Rewrite everything from the line containing "Test: the pointer marks one pixel per instance of the weathered" down to the line containing "x=367 y=443", both of those lines included and nothing else. Keep the wording of the entries as it is, but multiply each coordinate in the answers by 0.7 and round to the nearest whole number, with halves rounding up.
---- Records supplied
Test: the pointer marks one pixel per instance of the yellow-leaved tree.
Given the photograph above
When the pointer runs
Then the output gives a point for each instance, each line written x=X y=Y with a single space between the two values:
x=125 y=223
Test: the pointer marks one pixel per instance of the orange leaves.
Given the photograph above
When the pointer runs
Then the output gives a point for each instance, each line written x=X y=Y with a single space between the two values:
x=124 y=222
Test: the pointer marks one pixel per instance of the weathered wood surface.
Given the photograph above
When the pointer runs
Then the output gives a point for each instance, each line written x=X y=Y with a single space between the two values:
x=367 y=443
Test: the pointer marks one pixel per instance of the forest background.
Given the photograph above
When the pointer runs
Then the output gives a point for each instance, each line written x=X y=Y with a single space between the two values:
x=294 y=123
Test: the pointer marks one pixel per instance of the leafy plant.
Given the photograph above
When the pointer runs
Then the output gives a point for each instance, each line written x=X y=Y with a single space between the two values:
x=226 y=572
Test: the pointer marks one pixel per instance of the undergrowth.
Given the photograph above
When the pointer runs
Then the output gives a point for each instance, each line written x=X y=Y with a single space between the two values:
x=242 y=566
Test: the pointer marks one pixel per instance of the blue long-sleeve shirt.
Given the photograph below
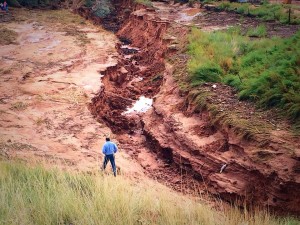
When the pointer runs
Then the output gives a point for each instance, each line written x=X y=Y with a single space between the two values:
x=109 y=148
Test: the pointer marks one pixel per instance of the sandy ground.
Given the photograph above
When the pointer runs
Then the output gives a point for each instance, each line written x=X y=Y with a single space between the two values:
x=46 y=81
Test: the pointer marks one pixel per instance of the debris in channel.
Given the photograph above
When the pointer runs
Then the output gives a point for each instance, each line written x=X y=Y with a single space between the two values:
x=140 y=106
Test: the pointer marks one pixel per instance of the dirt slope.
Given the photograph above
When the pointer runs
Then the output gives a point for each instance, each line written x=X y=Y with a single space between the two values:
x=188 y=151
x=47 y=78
--------
---- Records supplied
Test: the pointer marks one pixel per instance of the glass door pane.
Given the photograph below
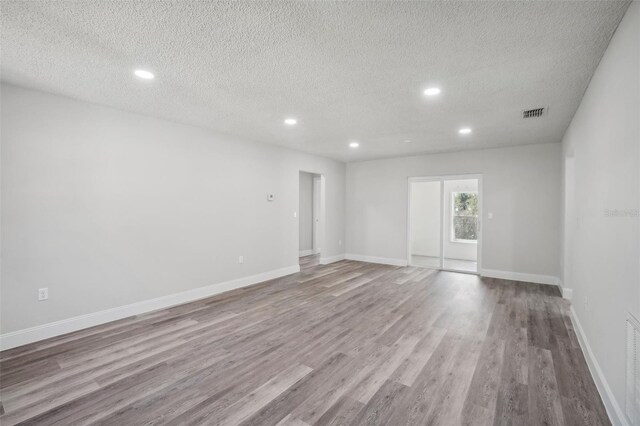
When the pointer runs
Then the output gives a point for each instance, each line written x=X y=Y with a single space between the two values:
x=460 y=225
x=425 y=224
--------
### Solution for this task
Test: the pointer marks one pixel per instance of the weathered wood surface.
Given the photograph above
When the pointer runs
Then the output gives a point for each instance, each line written x=X y=Y with a single space between the two values:
x=257 y=310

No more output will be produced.